* Begin DATASET EXCERPTS *

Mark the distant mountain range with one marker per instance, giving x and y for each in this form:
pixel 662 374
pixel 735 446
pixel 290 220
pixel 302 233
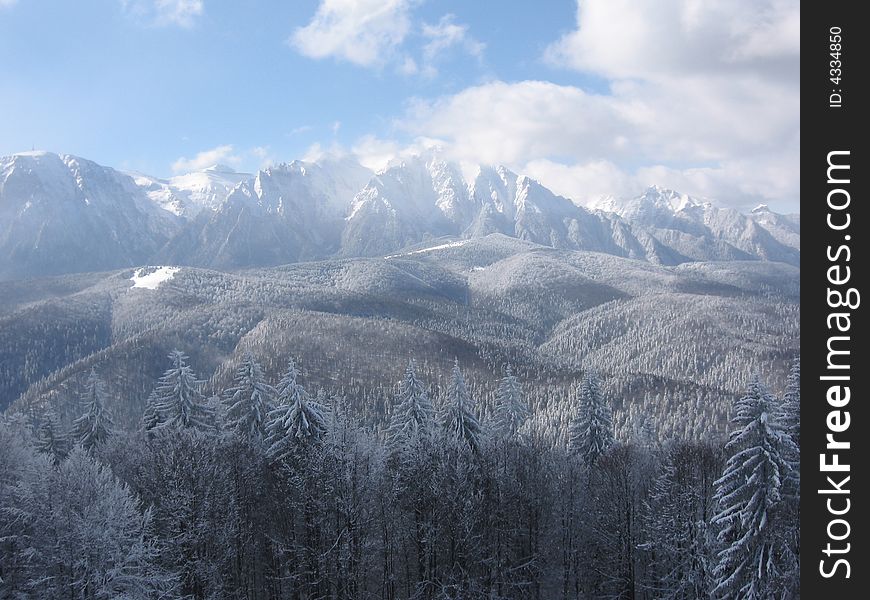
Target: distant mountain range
pixel 63 214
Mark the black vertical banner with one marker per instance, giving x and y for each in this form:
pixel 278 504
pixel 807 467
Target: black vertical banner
pixel 835 423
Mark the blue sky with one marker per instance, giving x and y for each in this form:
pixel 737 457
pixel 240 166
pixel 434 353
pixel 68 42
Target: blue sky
pixel 604 97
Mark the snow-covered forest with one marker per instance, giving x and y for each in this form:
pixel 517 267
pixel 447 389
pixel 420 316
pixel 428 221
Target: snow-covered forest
pixel 274 489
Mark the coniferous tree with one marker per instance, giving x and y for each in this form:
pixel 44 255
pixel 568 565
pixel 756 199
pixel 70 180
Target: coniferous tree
pixel 249 401
pixel 413 414
pixel 178 400
pixel 296 418
pixel 95 425
pixel 591 433
pixel 51 439
pixel 459 419
pixel 510 409
pixel 756 557
pixel 791 402
pixel 151 416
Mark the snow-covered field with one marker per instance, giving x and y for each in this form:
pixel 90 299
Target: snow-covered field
pixel 152 280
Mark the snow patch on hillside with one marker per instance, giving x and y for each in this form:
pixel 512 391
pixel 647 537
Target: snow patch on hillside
pixel 148 279
pixel 431 248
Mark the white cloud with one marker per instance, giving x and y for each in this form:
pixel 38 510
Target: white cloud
pixel 446 35
pixel 695 101
pixel 670 38
pixel 363 32
pixel 207 158
pixel 181 13
pixel 375 153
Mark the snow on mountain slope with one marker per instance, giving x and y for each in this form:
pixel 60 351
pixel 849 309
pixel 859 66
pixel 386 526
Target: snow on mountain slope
pixel 286 213
pixel 64 214
pixel 404 204
pixel 186 195
pixel 786 229
pixel 150 278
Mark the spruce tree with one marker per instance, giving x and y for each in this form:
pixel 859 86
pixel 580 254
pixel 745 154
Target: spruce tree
pixel 296 418
pixel 753 527
pixel 791 402
pixel 51 439
pixel 151 416
pixel 459 419
pixel 591 433
pixel 249 401
pixel 178 400
pixel 413 414
pixel 510 409
pixel 95 425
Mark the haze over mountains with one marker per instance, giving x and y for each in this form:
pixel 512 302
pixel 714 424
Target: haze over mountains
pixel 64 214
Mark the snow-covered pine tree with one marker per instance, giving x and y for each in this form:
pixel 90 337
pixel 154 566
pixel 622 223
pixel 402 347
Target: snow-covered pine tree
pixel 51 439
pixel 151 416
pixel 413 414
pixel 791 402
pixel 753 526
pixel 178 400
pixel 591 432
pixel 296 417
pixel 459 419
pixel 249 401
pixel 95 425
pixel 510 409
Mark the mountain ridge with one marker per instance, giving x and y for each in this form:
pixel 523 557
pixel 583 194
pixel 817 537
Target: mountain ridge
pixel 334 207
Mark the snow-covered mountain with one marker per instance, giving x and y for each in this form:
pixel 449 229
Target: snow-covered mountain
pixel 186 195
pixel 701 231
pixel 61 214
pixel 64 214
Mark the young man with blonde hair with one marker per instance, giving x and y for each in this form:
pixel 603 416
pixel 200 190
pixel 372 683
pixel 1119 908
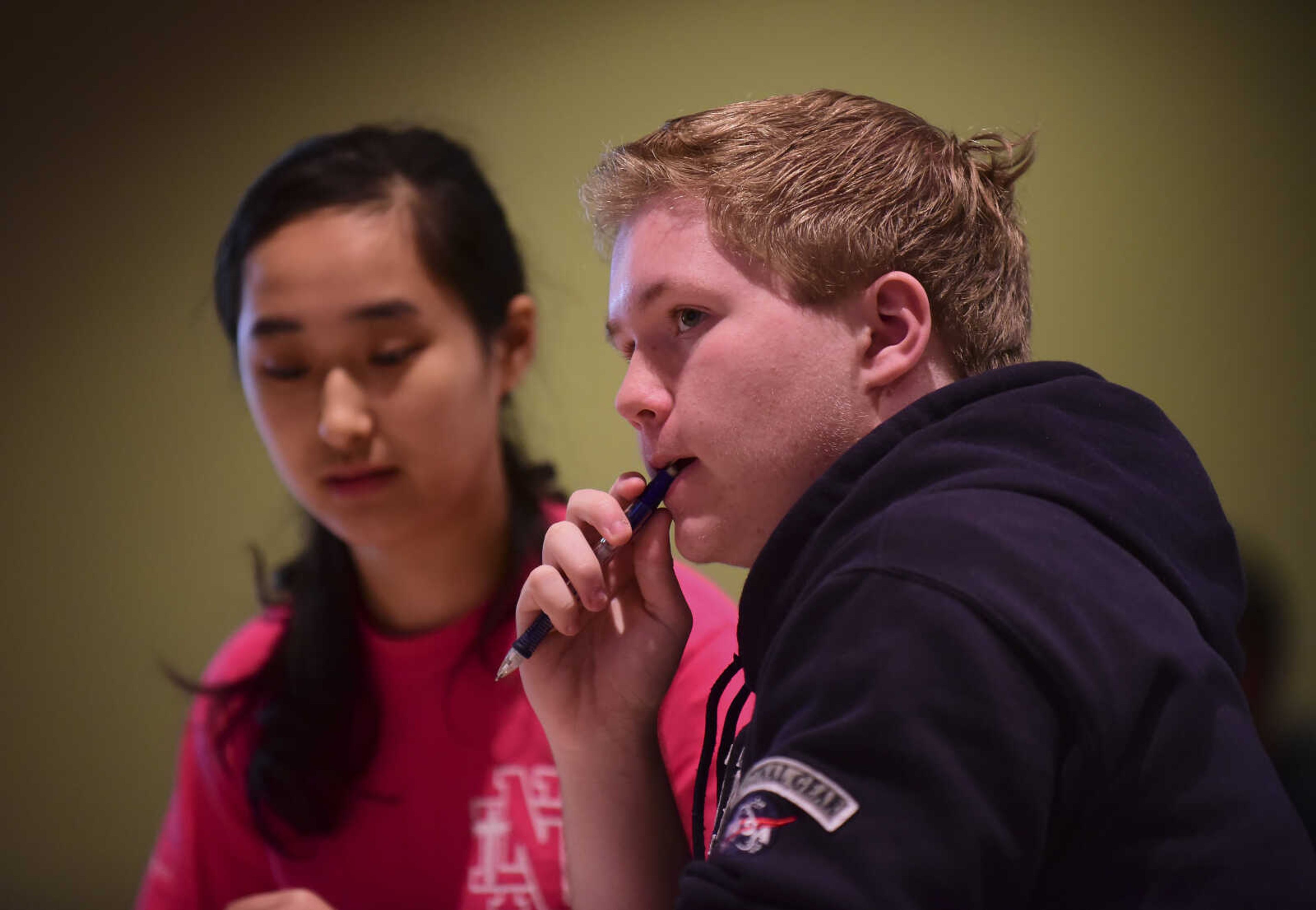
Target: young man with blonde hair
pixel 989 622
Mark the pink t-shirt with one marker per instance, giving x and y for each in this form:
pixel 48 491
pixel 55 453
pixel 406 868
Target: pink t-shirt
pixel 470 816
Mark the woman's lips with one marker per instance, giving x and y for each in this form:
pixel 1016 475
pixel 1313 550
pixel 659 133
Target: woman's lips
pixel 362 484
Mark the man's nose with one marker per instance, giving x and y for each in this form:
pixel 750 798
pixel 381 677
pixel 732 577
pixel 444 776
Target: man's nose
pixel 644 398
pixel 345 419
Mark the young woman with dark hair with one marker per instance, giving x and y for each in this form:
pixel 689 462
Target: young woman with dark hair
pixel 349 746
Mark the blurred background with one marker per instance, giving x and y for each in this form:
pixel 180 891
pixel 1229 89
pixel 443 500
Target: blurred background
pixel 1169 215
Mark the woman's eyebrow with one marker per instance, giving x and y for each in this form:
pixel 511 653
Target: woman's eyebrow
pixel 268 326
pixel 271 326
pixel 385 310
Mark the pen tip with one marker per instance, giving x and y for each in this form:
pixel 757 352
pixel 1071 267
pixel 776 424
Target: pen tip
pixel 509 664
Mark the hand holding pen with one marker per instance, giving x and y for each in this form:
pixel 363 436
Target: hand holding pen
pixel 636 515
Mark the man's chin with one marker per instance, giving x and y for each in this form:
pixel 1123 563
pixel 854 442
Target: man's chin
pixel 698 540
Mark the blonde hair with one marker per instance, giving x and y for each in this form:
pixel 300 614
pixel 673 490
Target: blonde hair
pixel 831 191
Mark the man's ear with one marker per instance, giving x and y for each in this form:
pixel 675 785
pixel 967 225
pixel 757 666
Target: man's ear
pixel 898 318
pixel 514 349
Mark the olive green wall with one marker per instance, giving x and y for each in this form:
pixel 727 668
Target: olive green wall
pixel 1169 216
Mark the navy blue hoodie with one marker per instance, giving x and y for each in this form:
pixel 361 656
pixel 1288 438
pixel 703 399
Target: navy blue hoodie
pixel 994 659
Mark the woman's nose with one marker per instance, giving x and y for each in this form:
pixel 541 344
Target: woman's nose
pixel 345 418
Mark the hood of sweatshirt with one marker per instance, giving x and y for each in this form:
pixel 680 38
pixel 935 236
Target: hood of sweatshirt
pixel 1055 431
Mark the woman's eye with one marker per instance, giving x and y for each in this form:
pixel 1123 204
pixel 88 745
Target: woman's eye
pixel 395 356
pixel 283 373
pixel 689 319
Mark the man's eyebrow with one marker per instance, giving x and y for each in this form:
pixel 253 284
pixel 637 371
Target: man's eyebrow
pixel 636 302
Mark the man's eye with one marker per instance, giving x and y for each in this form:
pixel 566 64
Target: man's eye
pixel 394 357
pixel 689 319
pixel 283 373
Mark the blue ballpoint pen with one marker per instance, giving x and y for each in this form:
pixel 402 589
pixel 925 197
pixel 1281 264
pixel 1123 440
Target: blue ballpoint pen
pixel 637 514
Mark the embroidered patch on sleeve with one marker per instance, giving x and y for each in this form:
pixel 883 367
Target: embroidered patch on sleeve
pixel 752 826
pixel 814 792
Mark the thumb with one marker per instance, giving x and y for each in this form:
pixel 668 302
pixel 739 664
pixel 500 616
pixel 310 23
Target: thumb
pixel 657 575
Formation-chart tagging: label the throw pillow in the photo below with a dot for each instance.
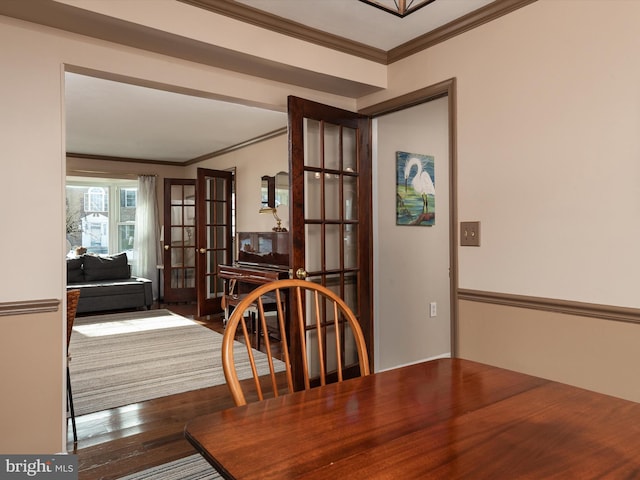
(74, 270)
(108, 267)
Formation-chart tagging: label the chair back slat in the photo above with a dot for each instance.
(73, 297)
(298, 305)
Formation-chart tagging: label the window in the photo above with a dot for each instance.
(96, 200)
(96, 219)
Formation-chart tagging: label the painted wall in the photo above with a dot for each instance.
(547, 154)
(548, 148)
(251, 163)
(32, 122)
(549, 161)
(411, 262)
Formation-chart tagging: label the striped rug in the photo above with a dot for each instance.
(125, 358)
(190, 468)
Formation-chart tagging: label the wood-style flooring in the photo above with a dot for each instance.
(114, 443)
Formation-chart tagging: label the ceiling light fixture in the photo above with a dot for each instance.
(399, 8)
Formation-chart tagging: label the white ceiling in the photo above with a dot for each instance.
(107, 118)
(365, 24)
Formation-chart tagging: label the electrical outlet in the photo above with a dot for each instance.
(470, 234)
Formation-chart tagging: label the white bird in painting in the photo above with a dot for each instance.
(421, 183)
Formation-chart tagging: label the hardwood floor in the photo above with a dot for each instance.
(114, 443)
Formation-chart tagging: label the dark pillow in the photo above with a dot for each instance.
(109, 267)
(74, 270)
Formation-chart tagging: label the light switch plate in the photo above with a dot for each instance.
(470, 234)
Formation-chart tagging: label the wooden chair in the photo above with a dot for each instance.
(327, 337)
(73, 296)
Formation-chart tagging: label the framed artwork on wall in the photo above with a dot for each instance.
(415, 189)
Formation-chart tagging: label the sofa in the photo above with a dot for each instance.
(105, 283)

* End DATASET EXCERPTS *

WHAT YOU ARE ASKED TO DO => Arrange the stretch above, from the line containing "Mark the snow-covered pine" through the line containing "pixel 636 515", as a JSON list of strings with one string per line, skipping blank lines. Leave the pictures out of the answer.

COMPLETED TASK =>
[
  "Mark the snow-covered pine tree with one marker per instance, giving x and y for each in this form:",
  "pixel 90 337",
  "pixel 154 566",
  "pixel 622 223",
  "pixel 402 347",
  "Target: snow-covered pine tree",
  "pixel 51 439",
  "pixel 151 416",
  "pixel 413 414",
  "pixel 791 402",
  "pixel 753 526",
  "pixel 178 400",
  "pixel 591 432",
  "pixel 296 417",
  "pixel 459 419",
  "pixel 249 401",
  "pixel 95 425",
  "pixel 510 409",
  "Mark the mountain ridge with one marker per instance, giving x and y for each in this form:",
  "pixel 523 557",
  "pixel 583 194",
  "pixel 817 537",
  "Target: mountain ridge",
  "pixel 334 207",
  "Mark the snow-covered mountain with one marker per instance, giving x and y for each in this form:",
  "pixel 449 229",
  "Target: snow-covered mountain",
  "pixel 186 195",
  "pixel 701 231",
  "pixel 61 214",
  "pixel 64 214",
  "Mark the young man with blonde hair with one marker per instance, giving x and y for each in this form:",
  "pixel 603 416",
  "pixel 200 190",
  "pixel 372 683",
  "pixel 1119 908",
  "Target: young man with blonde hair",
  "pixel 989 622",
  "Mark the pink t-shirt with one marker per instance, giving x and y for each in this form:",
  "pixel 48 491",
  "pixel 55 453",
  "pixel 406 868",
  "Target: pink t-shirt",
  "pixel 470 816",
  "Mark the woman's lips with one marker per instance, giving x and y for each in this form:",
  "pixel 1016 475",
  "pixel 1313 550",
  "pixel 659 133",
  "Target: woman's lips",
  "pixel 362 484",
  "Mark the man's nose with one marker per instance, giving x and y for each in this form:",
  "pixel 750 798",
  "pixel 381 677",
  "pixel 732 577",
  "pixel 444 776",
  "Target: man's nose",
  "pixel 644 398",
  "pixel 345 419",
  "Mark the young woman with dark hair with one marker per instance, giving x and y for each in this form:",
  "pixel 689 462",
  "Target: young woman with dark hair",
  "pixel 349 746",
  "Mark the blurred background with one marker per instance, giving x and y for each in this form:",
  "pixel 180 891",
  "pixel 1229 89",
  "pixel 443 500",
  "Target: blurred background",
  "pixel 1169 215",
  "Mark the woman's eyebrow with one marker per instance, giving x and y for each in this form:",
  "pixel 511 653",
  "Target: woman's eyebrow",
  "pixel 268 326",
  "pixel 271 326",
  "pixel 385 310",
  "Mark the pen tip with one marker per instance, giving x and y for each in this form:",
  "pixel 757 352",
  "pixel 1071 267",
  "pixel 776 424",
  "Target: pen tip",
  "pixel 509 664",
  "Mark the hand holding pen with one marker per instance, giving x and y for each in this form:",
  "pixel 363 436",
  "Target: hand holding pen",
  "pixel 636 515"
]